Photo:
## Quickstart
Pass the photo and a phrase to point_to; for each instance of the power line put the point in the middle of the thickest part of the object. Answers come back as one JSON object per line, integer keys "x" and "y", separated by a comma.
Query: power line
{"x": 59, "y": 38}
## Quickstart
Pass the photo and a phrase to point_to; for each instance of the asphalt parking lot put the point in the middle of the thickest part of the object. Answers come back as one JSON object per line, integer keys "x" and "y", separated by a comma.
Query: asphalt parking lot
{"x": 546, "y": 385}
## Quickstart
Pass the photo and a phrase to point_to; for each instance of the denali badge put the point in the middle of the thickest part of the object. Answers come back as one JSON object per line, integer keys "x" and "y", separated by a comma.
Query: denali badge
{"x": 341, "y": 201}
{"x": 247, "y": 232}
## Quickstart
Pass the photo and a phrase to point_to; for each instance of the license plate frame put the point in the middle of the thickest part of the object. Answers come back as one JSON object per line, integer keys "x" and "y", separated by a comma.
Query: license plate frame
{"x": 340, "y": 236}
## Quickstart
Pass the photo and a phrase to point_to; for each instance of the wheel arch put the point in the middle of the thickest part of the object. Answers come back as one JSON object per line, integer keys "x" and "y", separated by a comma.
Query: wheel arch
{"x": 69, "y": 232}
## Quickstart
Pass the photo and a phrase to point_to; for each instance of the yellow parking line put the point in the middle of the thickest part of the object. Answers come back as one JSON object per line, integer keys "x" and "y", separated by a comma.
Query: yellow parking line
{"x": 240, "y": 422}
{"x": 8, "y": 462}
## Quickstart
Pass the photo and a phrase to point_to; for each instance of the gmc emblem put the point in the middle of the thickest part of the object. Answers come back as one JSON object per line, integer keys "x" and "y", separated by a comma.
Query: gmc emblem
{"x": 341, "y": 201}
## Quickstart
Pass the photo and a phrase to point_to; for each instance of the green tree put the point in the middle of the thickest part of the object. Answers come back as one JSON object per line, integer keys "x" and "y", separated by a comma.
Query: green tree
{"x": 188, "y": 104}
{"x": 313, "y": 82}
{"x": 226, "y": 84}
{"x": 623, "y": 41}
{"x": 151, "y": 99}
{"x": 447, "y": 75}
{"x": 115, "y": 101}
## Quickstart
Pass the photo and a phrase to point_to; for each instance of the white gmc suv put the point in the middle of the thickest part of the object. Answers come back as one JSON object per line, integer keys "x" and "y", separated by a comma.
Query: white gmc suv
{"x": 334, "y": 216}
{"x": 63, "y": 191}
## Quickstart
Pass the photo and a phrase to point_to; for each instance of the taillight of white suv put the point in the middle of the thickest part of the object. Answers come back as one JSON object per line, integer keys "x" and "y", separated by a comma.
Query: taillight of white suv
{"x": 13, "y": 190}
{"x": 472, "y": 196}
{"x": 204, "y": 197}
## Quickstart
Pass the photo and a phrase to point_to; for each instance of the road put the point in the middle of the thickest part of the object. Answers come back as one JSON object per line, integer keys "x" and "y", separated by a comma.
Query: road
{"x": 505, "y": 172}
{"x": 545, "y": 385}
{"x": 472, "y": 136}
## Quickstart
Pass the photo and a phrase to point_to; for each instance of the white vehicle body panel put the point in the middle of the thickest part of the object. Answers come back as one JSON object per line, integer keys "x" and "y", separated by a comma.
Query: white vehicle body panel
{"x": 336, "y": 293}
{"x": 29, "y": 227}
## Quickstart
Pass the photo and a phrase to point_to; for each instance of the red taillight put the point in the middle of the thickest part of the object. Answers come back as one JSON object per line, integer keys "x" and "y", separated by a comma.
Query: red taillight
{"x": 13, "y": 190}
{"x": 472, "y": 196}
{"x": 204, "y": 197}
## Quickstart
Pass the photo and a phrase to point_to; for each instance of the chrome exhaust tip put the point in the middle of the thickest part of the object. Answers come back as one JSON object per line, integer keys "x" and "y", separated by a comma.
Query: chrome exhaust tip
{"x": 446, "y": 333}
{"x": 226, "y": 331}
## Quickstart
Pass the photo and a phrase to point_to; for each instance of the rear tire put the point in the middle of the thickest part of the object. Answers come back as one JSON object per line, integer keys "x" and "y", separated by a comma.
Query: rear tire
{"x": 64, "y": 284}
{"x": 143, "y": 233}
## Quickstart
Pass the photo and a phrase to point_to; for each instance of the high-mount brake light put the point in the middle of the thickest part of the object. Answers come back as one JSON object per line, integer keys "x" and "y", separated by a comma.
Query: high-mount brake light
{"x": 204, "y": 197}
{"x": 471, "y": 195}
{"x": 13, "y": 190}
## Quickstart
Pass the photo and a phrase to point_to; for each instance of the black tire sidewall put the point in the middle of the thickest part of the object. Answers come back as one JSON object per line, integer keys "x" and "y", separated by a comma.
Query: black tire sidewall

* _WORK TO COMPLETE_
Set down the entries above again, word for word.

* _TASK OUTPUT_
Photo:
## Quickstart
Pass the photo and a phrase to point_to; for each instance of the power line put the point in the middle of the thickest part of the object. Answers come back as one JSON object per line, integer keys "x" and "y", separated by a comma.
Query: power line
{"x": 59, "y": 38}
## Quickstart
Pass the photo and a phrase to point_to; for each instance of the asphalt parking lot put the point in the middle of the thickest part of the object. Answers come back as one JSON object per line, integer keys "x" and "y", separated by a comma.
Query: asphalt parking lot
{"x": 546, "y": 385}
## Quickstart
Pass the photo and a phrase to point_to; for each instance of the denali badge put the point in the middle of the thickest part of the object. Answers come back as one JSON object per line, integer keys "x" and "y", separated by a comma.
Query: denali badge
{"x": 341, "y": 201}
{"x": 247, "y": 232}
## Quickstart
Pass the photo and a phrase to point_to; for each instance of the license plate frame put the point in the middle of the thickest part of the object. Answers come back as one JSON object per line, integer keys "x" and "y", separated by a comma.
Query: license plate frame
{"x": 340, "y": 236}
## Quickstart
Pass the photo and a phrase to point_to; for each instance of the wheel arch put the point in the middle of the thickest part of the object. Answers come back as one JSON object per line, integer keys "x" and "y", separated by a comma.
Query: wheel arch
{"x": 69, "y": 232}
## Quickstart
Pass the photo and a phrase to point_to; for each instance of the yellow parking line put the point in the middle of the thickest part of the object. Answers come back as one JSON object per line, integer keys "x" and "y", separated by a comma.
Query: yellow parking line
{"x": 240, "y": 422}
{"x": 8, "y": 462}
## Quickstart
Pass the photo and a phrase to point_to; for each instance of the gmc emblem put the point in the middle of the thickest part of the object. Answers come back as one JSON object per line, integer keys "x" and "y", separated by a comma.
Query: gmc emblem
{"x": 341, "y": 201}
## Quickstart
Pass the photo and a phrase to point_to; for each instance of the green tree put the point in the middle of the thickest part of the object. Answers come back as one JSON object per line, integer keys "x" and "y", separated by a comma.
Query: green tree
{"x": 188, "y": 104}
{"x": 313, "y": 82}
{"x": 226, "y": 84}
{"x": 623, "y": 41}
{"x": 151, "y": 99}
{"x": 447, "y": 75}
{"x": 115, "y": 101}
## Quickstart
Pass the photo and a phrase to point_to; for each instance of the white gmc suv put the point in the middle of the thickest part of the object. Answers come back as one JSON object per line, integer keys "x" and "y", separated by a comma.
Query: white gmc suv
{"x": 334, "y": 216}
{"x": 63, "y": 191}
## Quickstart
Pass the photo and a phrase to point_to; for each instance of the taillight of white suv put the point in the middle of the thickest part of the object. Answers come back as one JSON object per line, integer keys "x" and "y", separated by a comma.
Query: taillight of white suv
{"x": 13, "y": 190}
{"x": 472, "y": 196}
{"x": 204, "y": 197}
## Quickstart
Pass the photo and a phrase to point_to; for each instance of the road put the point in the middle of the thickest part of the object. Answers come back as one JSON object per line, integer keys "x" and "y", separated by a comma.
Query: road
{"x": 505, "y": 172}
{"x": 545, "y": 385}
{"x": 472, "y": 136}
## Quickstart
Pass the photo and a phrase to point_to; for each instance of the white vehicle body panel put the point in the middle of the thickest part of the object. Answers come back as one JSON object per line, integer keys "x" and "y", separated by a comma.
Query: white vehicle body panel
{"x": 336, "y": 293}
{"x": 29, "y": 227}
## Quickstart
Pass the photo and a phrase to point_to; for each instance of the red taillight put the point in the middle of the thickest part of the object. Answers come back as one JSON object per line, integer keys "x" and "y", separated by a comma.
Query: red taillight
{"x": 13, "y": 190}
{"x": 472, "y": 196}
{"x": 204, "y": 197}
## Quickstart
Pass the photo and a phrase to point_to; for each instance of the chrome exhaust tip put the point in the middle of the thickest part of the object. Answers come back as one JSON object per line, integer keys "x" and "y", separated by a comma.
Query: chrome exhaust tip
{"x": 446, "y": 333}
{"x": 226, "y": 331}
## Quickstart
Pass the photo and a phrase to point_to; for each instance of the rear tire put the point in the middle of the thickest part of the object. Answers come back as one JSON object per line, integer keys "x" and "y", separated by a comma.
Query: rear tire
{"x": 64, "y": 284}
{"x": 143, "y": 233}
## Quickstart
Pass the photo and a phrase to point_to; for each instance of the high-mount brake light put the point in the middle of the thickest part of the object. Answers come back as one JSON object per line, integer keys "x" and "y", separated by a comma.
Query: high-mount brake light
{"x": 204, "y": 197}
{"x": 471, "y": 195}
{"x": 13, "y": 190}
## Quickstart
Pass the photo and a phrase to point_to; for each instance of the black tire sidewall put the point in the middle of the thickest part of the object. Answers come back as one JSON object per line, integer keys "x" and "y", separated by a comma.
Query: black tire sidewall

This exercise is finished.